## TASK GOAL:
Reproduce the passage from the article on the ministry's name change, starting at "At a deeper" and ending at "it as education.".

## EXCERPTED PASSAGE:
Last week, our ministry changed its name from “Leadership Education at Duke Divinity” to “Forum for Congregational Life.” Changing every word in the name after 18 years feels risky to me. Why is this a good idea?
For about 10 years, I fretted that the name of our ministry said very little about our actual work. When explaining what we did, I frequently acknowledged that the name indicated nothing about our mission, goals or audience.
At our start, the name was accurate. Our work was continuing education for leaders, so Leadership Education worked fine. Our home was Duke University Divinity School, so that part was clear if you knew much about the school and its commitments. However, the name never explicitly identified our mission to strengthen the institutions that serve congregations. It did not communicate our hope to nurture congregations through building up their support systems.
At a deeper level, the opportunities and challenges facing congregations aren’t served well by one-size-fits-all programs. Leaders need peers with whom to trade ideas and share what’s working. Leaders need time to reflect. Organizations need collaborators from various communities and disciplines. We all need encouragement to think long-term and base our decisions on our theological convictions.
We found that not many people had the opportunity to ponder the realities of congregational life. Not many groups could invest resources to study, experiment, reflect and try again. Leaders found what we were doing meaningful but did not refer to it as education.
Still, changing the organization’s name was a huge step. There was much to consider before we made the change:
How important is the message embedded in the new name? For five years, our website homepage has said, “We believe in the difference congregations make in the lives of people and communities.” A new name could make that belief clearer.Are the resources available to “be” the new name? A forum is a kind of network, which is seldom a self-supporting ministry. Ongoing philanthropic support is usually required for any such effort. Leadership Education was launched and sustained through grants from Lilly Endowment Inc. The Endowment asked Duke Divinity School to consider changing Leadership Education to the Forum and invited a proposal for substantial support. Because Lilly Endowment previously asked us to support their initiatives with Thriving Congregations, Thriving in Ministry and Ministry in Rural Areas and Small Towns, hundreds of organizations have developed relationships with us and with each other. These connections are the bases for the network.Do we know how to do the work? About 80% of the Forum’s activities will be built directly from the activities of Leadership Education. We will host Lilly Endowment grantees. We will write stories and amplify the stories written by others. We will reflect practically and theologically on ministry. We will offer grants to support practices of reflection. All of our publications will continue, and we will add a new one. In short, we have the resources and experience to do this.Is the work different enough to justify a new name? Yes. Congregational life will be so central to our ongoing efforts that we want to identify it explicitly in the Forum. We will host conversations about congregational life that will connect scholars and practitioners. It will connect experiments funded by philanthropy with congregations and their leaders. Over time, this work of nurturing meaningful connections will grow.
A forum is a place of deliberation that is outside the normal rhythms of life. A forum is not a center or an institute. It is a place of connection that supports the development of insight and action.

## DATA SHOWN:

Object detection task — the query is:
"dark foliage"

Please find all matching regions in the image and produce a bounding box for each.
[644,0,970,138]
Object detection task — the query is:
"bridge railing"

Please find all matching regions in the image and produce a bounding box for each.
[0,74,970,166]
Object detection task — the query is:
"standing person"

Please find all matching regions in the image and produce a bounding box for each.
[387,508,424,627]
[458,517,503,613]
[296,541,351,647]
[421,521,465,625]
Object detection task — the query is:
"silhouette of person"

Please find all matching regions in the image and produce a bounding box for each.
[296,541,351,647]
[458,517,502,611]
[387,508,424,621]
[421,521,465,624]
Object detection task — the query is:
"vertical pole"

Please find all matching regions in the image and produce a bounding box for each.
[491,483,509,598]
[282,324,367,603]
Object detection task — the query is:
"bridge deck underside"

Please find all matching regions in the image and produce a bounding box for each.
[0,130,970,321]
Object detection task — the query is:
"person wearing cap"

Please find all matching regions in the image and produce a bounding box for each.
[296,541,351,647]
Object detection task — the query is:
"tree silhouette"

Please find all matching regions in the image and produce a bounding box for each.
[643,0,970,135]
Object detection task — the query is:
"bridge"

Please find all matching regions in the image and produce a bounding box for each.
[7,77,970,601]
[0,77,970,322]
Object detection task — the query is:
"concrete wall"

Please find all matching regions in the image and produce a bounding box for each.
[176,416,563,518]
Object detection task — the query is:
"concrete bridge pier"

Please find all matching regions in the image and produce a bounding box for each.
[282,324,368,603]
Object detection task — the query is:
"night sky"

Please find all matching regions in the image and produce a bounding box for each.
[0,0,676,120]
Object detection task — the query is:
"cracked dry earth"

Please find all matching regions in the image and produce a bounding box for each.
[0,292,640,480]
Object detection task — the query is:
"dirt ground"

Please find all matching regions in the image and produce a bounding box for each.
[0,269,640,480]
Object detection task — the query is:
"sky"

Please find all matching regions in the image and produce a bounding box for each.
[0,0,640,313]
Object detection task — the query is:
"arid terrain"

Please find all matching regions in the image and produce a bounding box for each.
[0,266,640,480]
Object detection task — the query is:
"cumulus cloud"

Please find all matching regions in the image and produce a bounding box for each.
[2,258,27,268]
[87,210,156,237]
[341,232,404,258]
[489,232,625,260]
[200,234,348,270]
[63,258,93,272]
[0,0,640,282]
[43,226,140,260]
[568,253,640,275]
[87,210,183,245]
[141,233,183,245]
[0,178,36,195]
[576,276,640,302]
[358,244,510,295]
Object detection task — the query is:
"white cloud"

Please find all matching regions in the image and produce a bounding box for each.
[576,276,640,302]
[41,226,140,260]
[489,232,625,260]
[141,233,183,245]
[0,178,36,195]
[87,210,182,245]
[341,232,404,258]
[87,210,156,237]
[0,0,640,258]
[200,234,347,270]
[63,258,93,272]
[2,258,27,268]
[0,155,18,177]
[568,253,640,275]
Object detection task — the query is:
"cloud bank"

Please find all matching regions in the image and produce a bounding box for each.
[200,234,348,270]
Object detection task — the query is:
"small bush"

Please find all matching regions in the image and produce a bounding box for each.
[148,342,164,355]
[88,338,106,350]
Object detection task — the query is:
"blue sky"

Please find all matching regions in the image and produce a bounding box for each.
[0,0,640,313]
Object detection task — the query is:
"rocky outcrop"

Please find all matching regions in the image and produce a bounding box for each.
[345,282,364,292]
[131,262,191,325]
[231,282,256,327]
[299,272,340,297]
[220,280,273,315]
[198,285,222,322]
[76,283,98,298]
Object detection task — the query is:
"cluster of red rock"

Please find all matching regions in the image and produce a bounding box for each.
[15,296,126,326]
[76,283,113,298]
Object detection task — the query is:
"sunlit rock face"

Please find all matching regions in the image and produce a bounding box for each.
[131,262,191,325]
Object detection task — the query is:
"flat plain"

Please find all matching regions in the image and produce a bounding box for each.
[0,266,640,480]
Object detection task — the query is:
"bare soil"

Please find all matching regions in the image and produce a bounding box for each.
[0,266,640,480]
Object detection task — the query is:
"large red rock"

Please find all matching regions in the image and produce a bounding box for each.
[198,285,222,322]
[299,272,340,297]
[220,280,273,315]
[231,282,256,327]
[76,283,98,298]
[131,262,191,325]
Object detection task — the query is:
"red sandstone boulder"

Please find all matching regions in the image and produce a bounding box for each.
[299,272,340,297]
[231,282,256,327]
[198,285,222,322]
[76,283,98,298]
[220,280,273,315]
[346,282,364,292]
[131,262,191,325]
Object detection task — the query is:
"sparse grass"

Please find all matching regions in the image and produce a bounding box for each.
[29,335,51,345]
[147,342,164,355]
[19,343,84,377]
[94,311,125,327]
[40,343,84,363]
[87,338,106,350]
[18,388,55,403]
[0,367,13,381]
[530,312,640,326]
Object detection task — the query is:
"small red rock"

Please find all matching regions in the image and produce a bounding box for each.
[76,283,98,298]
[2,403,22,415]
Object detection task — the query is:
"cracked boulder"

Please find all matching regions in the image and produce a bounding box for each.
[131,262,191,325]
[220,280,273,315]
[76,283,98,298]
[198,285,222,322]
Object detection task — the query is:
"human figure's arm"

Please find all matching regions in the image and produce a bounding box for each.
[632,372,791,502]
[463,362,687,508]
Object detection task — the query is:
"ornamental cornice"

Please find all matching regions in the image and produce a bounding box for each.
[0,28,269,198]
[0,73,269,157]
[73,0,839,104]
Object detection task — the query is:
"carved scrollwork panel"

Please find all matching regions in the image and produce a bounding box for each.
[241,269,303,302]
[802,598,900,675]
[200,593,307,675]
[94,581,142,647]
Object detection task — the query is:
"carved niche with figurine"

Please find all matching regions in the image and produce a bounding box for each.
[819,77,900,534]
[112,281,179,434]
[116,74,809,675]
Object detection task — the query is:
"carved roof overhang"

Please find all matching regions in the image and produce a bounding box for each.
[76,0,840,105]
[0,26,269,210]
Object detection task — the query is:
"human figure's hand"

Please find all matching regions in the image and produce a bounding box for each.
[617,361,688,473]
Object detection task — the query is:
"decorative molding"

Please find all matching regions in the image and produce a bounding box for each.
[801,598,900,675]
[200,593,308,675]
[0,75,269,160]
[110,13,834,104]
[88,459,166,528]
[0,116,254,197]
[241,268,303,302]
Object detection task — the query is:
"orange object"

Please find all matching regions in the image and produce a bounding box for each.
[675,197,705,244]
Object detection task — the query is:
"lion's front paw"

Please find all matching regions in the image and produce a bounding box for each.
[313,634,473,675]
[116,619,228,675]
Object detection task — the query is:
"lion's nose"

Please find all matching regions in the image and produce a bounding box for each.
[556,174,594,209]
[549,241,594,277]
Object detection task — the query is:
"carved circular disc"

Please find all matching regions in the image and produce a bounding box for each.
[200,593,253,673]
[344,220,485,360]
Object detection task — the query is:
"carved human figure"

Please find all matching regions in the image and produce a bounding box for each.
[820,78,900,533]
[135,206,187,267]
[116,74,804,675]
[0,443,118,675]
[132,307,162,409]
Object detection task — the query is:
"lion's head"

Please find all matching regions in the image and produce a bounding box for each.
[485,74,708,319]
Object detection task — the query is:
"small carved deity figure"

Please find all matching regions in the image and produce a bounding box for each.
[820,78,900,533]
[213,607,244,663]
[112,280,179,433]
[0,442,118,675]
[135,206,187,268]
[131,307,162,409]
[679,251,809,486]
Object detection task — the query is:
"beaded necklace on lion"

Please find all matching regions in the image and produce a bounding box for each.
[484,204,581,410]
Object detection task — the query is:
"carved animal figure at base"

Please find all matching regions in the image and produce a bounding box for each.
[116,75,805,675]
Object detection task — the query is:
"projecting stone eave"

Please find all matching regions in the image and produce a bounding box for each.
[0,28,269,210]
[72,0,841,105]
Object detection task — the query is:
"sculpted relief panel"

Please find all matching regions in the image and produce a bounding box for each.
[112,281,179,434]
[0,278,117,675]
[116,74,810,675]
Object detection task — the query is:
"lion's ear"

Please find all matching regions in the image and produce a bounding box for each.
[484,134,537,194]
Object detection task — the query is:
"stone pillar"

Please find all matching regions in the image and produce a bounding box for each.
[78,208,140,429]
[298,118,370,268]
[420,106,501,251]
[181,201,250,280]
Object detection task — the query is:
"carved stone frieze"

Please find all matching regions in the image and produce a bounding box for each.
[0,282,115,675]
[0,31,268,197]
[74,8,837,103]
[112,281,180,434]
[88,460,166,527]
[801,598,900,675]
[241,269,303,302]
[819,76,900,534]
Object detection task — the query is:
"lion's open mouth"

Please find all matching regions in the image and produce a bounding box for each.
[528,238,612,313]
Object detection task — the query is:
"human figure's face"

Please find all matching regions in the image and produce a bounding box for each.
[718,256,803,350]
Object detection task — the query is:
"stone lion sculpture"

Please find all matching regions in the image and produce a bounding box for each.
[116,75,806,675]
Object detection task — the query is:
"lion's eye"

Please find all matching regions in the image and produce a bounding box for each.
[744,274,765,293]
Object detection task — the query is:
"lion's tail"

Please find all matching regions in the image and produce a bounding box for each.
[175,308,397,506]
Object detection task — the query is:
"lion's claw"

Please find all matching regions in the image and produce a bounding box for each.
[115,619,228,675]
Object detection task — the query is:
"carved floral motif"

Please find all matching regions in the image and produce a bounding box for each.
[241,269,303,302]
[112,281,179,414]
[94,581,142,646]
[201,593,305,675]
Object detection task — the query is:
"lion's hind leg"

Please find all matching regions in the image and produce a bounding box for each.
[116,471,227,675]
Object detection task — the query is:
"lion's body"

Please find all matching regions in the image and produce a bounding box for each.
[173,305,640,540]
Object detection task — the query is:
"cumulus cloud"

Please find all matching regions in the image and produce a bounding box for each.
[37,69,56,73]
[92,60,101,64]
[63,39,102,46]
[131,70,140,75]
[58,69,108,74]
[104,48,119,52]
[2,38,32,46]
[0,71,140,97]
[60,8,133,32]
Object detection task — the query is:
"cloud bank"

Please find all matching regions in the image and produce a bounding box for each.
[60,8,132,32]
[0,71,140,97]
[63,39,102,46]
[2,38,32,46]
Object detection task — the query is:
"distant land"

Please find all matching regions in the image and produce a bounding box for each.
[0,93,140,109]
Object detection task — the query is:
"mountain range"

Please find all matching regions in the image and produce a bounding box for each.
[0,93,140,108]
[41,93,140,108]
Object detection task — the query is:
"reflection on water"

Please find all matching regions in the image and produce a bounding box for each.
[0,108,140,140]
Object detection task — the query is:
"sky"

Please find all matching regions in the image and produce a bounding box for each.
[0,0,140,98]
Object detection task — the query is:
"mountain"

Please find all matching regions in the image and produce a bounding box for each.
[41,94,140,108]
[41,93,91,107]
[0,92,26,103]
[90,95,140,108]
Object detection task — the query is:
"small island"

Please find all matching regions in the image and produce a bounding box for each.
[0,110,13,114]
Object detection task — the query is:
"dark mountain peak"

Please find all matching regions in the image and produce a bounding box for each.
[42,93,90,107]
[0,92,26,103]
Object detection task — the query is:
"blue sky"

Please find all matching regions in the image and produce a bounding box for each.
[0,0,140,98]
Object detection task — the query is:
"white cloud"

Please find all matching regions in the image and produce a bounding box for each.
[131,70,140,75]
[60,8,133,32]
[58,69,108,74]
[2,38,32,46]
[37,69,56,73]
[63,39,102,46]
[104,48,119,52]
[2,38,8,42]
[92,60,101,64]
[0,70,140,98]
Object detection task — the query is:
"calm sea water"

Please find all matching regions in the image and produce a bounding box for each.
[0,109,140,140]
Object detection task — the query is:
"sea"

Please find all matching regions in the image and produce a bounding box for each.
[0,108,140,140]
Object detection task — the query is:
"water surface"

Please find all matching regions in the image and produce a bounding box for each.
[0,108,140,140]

## FULL ANSWER:
At a deeper level, the opportunities and challenges facing congregations aren’t served well by one-size-fits-all programs. Leaders need peers with whom to trade ideas and share what’s working. Leaders need time to reflect. Organizations need collaborators from various communities and disciplines. We all need encouragement to think long-term and base our decisions on our theological convictions.
We found that not many people had the opportunity to ponder the realities of congregational life. Not many groups could invest resources to study, experiment, reflect and try again. Leaders found what we were doing meaningful but did not refer to it as education.